■ **Given exercise**
Collect every line in the entries below that contains the word "pony", counting only matches with the same case.

======== Data extract

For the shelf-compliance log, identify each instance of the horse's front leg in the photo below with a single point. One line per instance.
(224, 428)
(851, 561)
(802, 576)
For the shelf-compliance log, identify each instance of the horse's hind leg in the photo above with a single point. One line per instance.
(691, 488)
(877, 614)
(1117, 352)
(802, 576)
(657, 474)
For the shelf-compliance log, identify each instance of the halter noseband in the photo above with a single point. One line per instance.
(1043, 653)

================
======== Data extract

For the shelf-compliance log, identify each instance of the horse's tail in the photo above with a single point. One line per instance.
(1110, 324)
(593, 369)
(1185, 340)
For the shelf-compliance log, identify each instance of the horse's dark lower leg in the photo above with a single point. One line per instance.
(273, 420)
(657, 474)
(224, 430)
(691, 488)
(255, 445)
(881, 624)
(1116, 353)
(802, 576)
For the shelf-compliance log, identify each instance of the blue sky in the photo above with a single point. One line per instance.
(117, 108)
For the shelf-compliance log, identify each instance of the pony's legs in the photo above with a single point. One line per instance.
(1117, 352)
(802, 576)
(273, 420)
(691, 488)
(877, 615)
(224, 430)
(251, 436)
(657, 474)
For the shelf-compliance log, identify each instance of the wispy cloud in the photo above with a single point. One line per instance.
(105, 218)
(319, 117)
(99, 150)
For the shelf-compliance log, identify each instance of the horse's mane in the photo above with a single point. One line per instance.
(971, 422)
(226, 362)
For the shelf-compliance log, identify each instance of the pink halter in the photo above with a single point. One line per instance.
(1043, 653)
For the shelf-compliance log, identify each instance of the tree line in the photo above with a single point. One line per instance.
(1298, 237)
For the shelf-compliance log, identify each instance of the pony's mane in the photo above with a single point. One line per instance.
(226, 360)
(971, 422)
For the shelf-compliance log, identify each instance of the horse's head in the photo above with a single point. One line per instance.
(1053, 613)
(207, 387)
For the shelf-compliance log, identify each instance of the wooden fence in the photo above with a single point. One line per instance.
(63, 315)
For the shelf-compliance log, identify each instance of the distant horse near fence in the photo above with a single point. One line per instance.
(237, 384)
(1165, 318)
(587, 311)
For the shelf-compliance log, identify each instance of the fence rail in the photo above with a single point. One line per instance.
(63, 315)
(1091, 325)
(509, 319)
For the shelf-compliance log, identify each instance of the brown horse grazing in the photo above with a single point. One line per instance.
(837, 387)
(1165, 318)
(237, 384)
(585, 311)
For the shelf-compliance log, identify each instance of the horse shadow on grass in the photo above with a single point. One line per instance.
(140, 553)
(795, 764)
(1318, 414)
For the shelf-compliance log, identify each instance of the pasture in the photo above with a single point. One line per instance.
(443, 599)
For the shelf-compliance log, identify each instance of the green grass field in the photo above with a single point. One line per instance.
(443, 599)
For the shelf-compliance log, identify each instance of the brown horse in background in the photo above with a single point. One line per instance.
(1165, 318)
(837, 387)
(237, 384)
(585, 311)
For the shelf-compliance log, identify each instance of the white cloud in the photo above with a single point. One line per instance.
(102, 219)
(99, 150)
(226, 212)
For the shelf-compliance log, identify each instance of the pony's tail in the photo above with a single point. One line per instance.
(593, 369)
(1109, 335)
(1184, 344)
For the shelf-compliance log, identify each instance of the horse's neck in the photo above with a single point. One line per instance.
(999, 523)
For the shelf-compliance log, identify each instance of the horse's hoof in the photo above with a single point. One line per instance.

================

■ **Finished task**
For the shelf-compliance log, identify each instance of the pony's legs in the photo above with a single point. One line per instance.
For the shelf-compliance log, identify each instance of the pony's mane in the photo above with a single point. One line per instance.
For the shelf-compliance log, identify each instance of the pony's tail in the photo above with a single point. One line per instance.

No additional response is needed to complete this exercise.